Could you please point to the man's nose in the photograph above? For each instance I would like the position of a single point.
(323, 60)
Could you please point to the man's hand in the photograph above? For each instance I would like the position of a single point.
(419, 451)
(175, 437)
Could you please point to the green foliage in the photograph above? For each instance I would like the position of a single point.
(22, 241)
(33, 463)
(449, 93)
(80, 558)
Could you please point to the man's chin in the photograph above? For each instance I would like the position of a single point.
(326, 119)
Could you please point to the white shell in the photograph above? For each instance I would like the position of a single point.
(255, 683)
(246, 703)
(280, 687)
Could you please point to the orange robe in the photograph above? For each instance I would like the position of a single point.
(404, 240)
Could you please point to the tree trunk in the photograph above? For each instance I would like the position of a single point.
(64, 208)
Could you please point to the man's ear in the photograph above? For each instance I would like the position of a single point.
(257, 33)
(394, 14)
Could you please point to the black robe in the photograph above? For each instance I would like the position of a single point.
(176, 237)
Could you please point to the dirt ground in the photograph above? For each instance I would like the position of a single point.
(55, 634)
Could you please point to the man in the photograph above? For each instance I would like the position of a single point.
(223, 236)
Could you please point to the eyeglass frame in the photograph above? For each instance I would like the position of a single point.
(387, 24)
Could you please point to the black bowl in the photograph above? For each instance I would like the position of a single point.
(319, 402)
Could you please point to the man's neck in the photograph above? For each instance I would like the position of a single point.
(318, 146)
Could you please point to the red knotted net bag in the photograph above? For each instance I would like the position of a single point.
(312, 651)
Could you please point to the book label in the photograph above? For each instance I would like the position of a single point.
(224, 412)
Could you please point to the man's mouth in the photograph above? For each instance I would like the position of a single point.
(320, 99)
---
▸ Directive
Return all of the rows above unchanged, in the same order.

▸ Finished exercise
Could you please point to the man's nose in the photograph above? For each instance I would like the position of a single point.
(323, 60)
Could you please point to the man's hand in the photograph above? For each instance I would like the position of a single point.
(419, 451)
(175, 437)
Could you please point to the green foliage in the photograph above? For each instance I would like the position of a single point.
(22, 241)
(33, 463)
(449, 93)
(80, 558)
Could you please point to the man's chin in the photograph above? For each instance I would like the position of a single point.
(326, 119)
Could you please point to the white shell in the photograph above? For each instance I would like the position of a single point.
(255, 683)
(246, 703)
(280, 687)
Could you please point to the orange robe in the photograph above? For each instance I would like the position of a single point.
(404, 240)
Could you please point to the tree trunk in the photograph above? For each instance I would like the position of a single point.
(64, 208)
Could you please point to the man's ear in the photograph above? For each instance I would like the position of a single point.
(257, 33)
(394, 14)
Could you please point to the black robe in the photograph above? For each instance I would like the position of a single point.
(176, 237)
Could you please point to the dirt ground in the photograph above? For each instance I would like the position of a single point.
(55, 634)
Could you please point to the man in the photograph above? For each instance I would like the position of a single point.
(223, 236)
Could you please point to the eyeglass frame in the photograph above? For each instance I would like the position of a single point.
(387, 24)
Could you please point to the black bowl in the photograph above? For each instance I would like the position of a single point.
(319, 402)
Could you please point to the man's neck in the photograph above? For each instance I would like the position of a single point.
(318, 146)
Could you please point to the red knotted net bag in the photograph above? For each instance I would like the position of a single point.
(312, 651)
Could you please point to the book label in the photograph above? For each instance I would like the position of a single point.
(224, 412)
Could you please point to the man's mouth in the photograph above? For each instance I would like the position of a single point.
(320, 99)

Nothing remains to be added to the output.